▶ [DATA EXTRACT]
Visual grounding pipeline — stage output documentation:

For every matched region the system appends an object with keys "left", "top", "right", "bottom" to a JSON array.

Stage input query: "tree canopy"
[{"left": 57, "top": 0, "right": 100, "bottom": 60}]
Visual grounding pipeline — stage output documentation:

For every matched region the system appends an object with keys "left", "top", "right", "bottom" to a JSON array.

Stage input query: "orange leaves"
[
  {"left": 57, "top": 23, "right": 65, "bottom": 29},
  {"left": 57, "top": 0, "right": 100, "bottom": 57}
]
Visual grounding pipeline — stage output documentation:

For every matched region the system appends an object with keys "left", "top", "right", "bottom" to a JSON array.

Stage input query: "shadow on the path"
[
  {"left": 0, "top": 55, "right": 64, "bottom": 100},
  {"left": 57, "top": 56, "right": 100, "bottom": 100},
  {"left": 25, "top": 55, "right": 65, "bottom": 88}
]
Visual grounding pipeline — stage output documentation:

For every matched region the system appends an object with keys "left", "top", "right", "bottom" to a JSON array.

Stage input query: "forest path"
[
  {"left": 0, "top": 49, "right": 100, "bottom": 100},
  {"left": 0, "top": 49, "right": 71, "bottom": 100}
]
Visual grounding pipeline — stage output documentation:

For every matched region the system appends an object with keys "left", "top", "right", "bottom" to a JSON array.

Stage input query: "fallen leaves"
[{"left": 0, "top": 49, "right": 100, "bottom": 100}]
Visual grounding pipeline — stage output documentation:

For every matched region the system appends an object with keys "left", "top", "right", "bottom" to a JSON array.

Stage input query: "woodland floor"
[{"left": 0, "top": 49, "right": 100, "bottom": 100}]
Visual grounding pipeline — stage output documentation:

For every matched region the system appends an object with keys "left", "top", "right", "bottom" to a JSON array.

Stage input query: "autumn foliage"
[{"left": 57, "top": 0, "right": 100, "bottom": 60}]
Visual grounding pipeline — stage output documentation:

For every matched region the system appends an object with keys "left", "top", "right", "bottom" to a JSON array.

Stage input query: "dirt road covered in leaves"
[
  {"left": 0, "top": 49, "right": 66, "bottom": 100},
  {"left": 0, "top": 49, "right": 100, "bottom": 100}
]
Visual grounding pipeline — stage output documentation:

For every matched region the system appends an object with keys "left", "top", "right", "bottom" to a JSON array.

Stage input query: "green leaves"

▶ [EXERCISE DIRECTIONS]
Word for word, restate the entries that appear above.

▶ [REPLY]
Visual grounding pipeline — stage output documentation:

For every matched region the system appends an object with keys "left", "top", "right", "bottom" to a JSON array.

Stage input query: "tree canopy"
[{"left": 57, "top": 0, "right": 100, "bottom": 60}]
Visual grounding pipeline — stage output documentation:

For every matched region the system appends an object with keys "left", "top", "right", "bottom" to a JSON array.

Stage input query: "orange leaves"
[
  {"left": 57, "top": 23, "right": 65, "bottom": 29},
  {"left": 57, "top": 0, "right": 100, "bottom": 57}
]
Visual grounding pipeline — stage output documentation:

For every matched region the system appends an object with keys "left", "top", "right", "bottom" to a JSON array.

Stage input query: "shadow on the path"
[
  {"left": 0, "top": 55, "right": 64, "bottom": 100},
  {"left": 57, "top": 56, "right": 100, "bottom": 100},
  {"left": 25, "top": 55, "right": 65, "bottom": 88}
]
Visual grounding pipeline — stage output documentation:

For every matched region the system appends an object with keys "left", "top", "right", "bottom" to a JSON array.

Stage input query: "forest path"
[
  {"left": 0, "top": 49, "right": 100, "bottom": 100},
  {"left": 0, "top": 49, "right": 71, "bottom": 100}
]
Visual grounding pipeline — stage output documentation:

For every matched region the system appends an object with keys "left", "top", "right", "bottom" to a JSON array.

Stage input query: "fallen leaves"
[{"left": 0, "top": 49, "right": 100, "bottom": 100}]
Visual grounding pipeline — stage output documentation:

For every matched region the system appends an object with keys "left", "top", "right", "bottom" to a JSON array.

Stage input query: "woodland floor"
[{"left": 0, "top": 49, "right": 100, "bottom": 100}]
Visual grounding pipeline — stage output documentation:

For every matched region the system appends an object with keys "left", "top", "right", "bottom" to a JSON array.

Stage input query: "autumn foliage"
[{"left": 57, "top": 0, "right": 100, "bottom": 60}]
Visual grounding pipeline — stage output documentation:

For every matched region the system appends an object with keys "left", "top", "right", "bottom" to a JSON array.

Stage input query: "dirt road covered in leaves"
[
  {"left": 0, "top": 49, "right": 66, "bottom": 100},
  {"left": 0, "top": 49, "right": 100, "bottom": 100}
]
Visual grounding pipeline — stage output documentation:

For every matched region the system appends an object with keys "left", "top", "right", "bottom" to a JSON array.

Stage input query: "green leaves"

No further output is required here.